Supplied entries start

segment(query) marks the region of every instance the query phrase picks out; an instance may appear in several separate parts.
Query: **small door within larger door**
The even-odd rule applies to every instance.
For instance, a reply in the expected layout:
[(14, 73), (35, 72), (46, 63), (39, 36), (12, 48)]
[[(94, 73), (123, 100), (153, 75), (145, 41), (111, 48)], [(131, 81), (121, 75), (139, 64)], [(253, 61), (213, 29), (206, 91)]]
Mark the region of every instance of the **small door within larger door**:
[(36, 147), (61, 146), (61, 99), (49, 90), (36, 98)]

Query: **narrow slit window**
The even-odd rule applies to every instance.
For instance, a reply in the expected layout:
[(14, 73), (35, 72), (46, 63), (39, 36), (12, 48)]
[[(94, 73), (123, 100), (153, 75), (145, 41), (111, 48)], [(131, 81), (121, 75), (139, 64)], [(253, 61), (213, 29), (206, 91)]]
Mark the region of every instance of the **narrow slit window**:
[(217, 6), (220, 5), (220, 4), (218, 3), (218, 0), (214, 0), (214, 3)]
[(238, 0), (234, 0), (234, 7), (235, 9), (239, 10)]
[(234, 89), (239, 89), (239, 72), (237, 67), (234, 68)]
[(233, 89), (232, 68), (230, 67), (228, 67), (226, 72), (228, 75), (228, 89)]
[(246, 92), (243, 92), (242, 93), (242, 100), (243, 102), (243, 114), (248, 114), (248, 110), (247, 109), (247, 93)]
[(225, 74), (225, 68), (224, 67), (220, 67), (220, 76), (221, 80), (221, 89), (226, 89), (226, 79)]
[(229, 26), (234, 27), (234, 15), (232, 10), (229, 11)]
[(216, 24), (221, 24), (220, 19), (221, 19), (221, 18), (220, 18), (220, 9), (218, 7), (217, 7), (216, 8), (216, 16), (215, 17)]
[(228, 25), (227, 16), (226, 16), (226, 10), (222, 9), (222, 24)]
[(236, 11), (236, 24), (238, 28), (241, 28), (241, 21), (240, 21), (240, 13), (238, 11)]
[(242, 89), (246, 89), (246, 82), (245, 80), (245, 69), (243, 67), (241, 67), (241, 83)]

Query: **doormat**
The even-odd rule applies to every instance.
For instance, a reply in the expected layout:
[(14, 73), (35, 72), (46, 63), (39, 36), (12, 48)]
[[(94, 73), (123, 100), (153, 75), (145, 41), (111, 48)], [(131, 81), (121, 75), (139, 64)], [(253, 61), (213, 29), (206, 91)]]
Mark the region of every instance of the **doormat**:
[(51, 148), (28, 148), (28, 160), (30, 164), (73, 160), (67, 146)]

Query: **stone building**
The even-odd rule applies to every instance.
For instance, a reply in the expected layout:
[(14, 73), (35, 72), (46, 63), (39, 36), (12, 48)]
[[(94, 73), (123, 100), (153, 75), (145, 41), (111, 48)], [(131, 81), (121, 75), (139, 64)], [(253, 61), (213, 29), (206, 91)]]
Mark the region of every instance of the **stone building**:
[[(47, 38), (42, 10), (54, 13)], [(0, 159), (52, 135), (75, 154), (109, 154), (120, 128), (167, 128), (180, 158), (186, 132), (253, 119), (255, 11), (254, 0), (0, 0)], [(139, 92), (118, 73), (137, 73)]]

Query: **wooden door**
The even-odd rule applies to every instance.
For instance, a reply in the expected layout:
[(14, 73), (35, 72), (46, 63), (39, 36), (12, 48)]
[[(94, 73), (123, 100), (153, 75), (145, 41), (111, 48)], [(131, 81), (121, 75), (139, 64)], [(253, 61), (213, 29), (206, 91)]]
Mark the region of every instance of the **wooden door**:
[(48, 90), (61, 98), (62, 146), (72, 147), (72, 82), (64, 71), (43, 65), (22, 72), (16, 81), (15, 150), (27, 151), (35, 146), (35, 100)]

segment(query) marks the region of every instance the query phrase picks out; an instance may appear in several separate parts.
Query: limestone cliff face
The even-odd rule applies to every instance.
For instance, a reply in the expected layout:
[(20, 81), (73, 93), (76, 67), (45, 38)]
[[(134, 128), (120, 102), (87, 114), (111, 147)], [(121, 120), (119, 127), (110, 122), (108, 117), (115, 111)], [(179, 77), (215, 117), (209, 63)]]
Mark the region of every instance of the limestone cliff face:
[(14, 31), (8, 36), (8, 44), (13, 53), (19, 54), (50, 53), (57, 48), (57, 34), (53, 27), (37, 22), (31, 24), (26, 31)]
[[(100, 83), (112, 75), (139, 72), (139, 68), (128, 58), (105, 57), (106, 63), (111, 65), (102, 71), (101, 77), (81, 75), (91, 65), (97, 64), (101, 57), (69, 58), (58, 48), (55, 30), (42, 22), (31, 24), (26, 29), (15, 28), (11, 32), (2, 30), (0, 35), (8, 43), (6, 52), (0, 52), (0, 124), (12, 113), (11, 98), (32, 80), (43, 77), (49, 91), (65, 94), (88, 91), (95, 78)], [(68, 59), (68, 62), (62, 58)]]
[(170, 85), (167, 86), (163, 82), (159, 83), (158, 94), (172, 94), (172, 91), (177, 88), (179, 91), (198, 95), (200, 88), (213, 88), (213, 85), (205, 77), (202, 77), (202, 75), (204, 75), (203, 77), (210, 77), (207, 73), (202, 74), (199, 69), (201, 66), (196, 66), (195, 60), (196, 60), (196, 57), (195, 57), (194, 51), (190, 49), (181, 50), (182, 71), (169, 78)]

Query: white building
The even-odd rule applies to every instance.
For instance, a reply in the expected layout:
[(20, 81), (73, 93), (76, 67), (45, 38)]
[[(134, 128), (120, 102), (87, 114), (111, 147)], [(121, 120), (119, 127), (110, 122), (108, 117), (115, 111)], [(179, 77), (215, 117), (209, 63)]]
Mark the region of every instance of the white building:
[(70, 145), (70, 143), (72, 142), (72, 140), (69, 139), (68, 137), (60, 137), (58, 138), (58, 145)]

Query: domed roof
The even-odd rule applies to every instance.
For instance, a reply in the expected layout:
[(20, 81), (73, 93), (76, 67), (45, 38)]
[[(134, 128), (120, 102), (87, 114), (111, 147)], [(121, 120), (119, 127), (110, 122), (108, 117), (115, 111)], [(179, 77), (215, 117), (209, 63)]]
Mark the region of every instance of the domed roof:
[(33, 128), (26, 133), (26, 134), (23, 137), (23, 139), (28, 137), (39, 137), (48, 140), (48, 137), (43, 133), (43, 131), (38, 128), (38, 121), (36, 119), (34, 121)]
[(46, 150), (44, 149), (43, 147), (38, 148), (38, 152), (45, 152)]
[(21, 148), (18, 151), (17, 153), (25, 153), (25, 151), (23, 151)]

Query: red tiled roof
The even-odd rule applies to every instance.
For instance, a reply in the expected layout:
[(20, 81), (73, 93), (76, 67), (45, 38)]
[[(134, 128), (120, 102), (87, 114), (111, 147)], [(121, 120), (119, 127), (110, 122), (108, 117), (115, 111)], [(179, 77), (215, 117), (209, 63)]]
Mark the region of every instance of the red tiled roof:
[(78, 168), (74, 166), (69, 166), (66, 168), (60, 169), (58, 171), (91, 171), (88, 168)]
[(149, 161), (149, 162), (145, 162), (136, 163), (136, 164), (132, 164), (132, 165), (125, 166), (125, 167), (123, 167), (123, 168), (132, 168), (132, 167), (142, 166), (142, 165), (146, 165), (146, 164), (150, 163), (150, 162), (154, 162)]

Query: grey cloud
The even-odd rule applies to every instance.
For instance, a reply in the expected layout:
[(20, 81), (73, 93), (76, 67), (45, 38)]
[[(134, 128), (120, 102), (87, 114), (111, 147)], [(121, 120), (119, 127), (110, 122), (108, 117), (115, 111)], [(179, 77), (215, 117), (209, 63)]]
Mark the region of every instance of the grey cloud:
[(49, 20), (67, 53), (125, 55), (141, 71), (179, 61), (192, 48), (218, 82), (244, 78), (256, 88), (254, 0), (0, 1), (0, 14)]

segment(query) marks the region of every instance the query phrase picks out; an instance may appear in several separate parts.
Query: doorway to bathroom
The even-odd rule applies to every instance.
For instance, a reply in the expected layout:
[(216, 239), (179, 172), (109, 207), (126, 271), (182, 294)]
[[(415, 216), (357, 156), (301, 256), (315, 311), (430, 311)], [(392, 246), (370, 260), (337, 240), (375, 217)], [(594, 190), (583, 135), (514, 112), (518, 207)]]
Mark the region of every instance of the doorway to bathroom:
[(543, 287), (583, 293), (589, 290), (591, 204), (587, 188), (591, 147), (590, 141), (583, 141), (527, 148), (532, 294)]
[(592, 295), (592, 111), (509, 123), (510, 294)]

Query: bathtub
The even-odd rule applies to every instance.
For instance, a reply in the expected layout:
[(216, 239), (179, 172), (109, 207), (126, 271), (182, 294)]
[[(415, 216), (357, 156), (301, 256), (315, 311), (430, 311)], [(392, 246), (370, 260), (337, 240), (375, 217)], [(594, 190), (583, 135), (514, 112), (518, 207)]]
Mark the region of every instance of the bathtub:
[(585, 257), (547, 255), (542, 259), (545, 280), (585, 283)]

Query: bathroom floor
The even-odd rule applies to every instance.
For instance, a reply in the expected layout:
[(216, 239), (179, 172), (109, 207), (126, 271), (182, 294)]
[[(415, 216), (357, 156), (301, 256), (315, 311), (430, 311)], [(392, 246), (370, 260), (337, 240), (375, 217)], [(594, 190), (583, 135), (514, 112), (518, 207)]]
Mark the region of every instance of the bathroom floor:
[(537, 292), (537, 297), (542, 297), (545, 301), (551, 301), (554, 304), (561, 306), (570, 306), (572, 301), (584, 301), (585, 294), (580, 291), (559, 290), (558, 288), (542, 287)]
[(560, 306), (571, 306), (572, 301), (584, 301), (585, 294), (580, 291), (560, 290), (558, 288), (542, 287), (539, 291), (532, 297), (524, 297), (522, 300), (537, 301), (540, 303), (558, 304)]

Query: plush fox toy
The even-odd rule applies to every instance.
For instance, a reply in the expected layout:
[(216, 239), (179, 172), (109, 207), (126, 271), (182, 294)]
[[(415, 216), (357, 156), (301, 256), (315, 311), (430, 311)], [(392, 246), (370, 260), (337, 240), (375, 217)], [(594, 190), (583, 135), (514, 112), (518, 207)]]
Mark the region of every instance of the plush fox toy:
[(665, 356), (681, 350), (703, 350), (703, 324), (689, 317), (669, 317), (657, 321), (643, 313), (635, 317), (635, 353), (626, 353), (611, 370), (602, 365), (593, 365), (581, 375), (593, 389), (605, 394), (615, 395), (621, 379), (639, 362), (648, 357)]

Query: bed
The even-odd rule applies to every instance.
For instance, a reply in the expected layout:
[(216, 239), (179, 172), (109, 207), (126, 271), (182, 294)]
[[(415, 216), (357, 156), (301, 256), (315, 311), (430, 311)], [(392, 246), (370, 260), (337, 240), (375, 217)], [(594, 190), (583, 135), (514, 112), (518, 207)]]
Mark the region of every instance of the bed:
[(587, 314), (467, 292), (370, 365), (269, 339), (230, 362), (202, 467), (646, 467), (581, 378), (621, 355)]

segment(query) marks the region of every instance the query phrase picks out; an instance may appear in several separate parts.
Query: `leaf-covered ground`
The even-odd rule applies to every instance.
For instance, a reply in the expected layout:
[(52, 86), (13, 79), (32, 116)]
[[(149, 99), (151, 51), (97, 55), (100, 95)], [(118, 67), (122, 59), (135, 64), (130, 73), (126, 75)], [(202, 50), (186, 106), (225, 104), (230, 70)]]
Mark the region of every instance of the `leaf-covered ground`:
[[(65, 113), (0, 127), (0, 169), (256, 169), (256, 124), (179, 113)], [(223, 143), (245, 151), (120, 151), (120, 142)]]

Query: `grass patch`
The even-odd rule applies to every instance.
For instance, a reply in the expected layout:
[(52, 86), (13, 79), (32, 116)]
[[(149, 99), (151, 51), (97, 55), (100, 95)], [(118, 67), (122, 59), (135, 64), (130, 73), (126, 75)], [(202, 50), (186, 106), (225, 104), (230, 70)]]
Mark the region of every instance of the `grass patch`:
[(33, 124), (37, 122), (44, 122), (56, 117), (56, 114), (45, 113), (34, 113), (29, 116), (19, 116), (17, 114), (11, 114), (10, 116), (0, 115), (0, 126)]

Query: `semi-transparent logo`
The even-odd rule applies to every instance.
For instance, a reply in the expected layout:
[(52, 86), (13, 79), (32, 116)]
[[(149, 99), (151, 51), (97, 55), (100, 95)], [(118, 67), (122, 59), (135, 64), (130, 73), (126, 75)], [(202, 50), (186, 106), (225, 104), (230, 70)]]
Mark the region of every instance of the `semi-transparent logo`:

Supplied entries end

What is expected:
Identify every line in the rows above that contains the word "wooden" and copy each of those lines.

Complete response:
Query: **wooden door**
Mark the region of every instance of the **wooden door**:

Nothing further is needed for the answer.